> **Aim**
How many lines in the records below contain the string "tree"? Case counts. Reply with the number alone.
───── Given data
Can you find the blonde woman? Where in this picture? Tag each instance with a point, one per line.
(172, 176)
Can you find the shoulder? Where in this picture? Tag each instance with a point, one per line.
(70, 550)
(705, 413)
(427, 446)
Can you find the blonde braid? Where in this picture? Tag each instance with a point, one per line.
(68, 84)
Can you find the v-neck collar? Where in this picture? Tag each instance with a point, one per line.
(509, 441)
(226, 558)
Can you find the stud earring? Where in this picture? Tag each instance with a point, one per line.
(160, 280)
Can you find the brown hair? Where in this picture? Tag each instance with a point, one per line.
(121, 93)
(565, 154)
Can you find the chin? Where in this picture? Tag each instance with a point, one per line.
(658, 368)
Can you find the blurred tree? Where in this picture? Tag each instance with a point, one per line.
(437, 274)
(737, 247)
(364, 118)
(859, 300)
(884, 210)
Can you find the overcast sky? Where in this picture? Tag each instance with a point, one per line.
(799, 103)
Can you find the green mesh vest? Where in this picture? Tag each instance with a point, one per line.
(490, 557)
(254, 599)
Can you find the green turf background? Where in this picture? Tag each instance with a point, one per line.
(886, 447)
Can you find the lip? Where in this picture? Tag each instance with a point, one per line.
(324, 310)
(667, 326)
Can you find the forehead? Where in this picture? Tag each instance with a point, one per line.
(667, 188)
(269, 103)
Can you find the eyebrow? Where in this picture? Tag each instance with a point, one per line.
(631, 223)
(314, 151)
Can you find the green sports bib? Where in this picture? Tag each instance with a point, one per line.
──────────
───── Given data
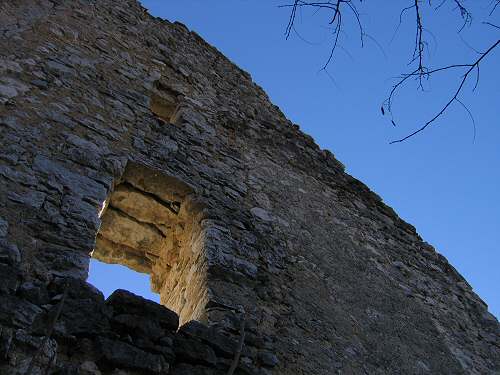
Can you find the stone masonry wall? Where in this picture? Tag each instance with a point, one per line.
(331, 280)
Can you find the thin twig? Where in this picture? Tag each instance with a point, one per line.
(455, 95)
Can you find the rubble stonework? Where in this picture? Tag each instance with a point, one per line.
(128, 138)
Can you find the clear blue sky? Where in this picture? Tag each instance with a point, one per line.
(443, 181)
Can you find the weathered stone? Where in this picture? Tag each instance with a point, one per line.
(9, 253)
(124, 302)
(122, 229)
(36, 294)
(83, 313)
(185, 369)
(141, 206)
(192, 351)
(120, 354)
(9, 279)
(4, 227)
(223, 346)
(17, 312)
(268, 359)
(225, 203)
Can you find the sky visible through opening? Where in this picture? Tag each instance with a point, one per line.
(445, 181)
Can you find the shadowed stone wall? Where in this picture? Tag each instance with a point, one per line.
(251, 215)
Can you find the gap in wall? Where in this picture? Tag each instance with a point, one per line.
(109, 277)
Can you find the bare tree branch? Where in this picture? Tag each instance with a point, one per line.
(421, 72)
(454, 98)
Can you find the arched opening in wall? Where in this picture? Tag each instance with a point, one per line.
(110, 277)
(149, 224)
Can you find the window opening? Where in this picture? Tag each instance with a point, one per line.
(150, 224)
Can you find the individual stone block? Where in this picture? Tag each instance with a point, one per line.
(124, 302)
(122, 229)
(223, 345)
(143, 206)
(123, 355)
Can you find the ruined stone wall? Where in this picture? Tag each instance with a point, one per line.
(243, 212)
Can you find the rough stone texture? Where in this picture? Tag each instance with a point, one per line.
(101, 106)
──────────
> **Exercise response**
2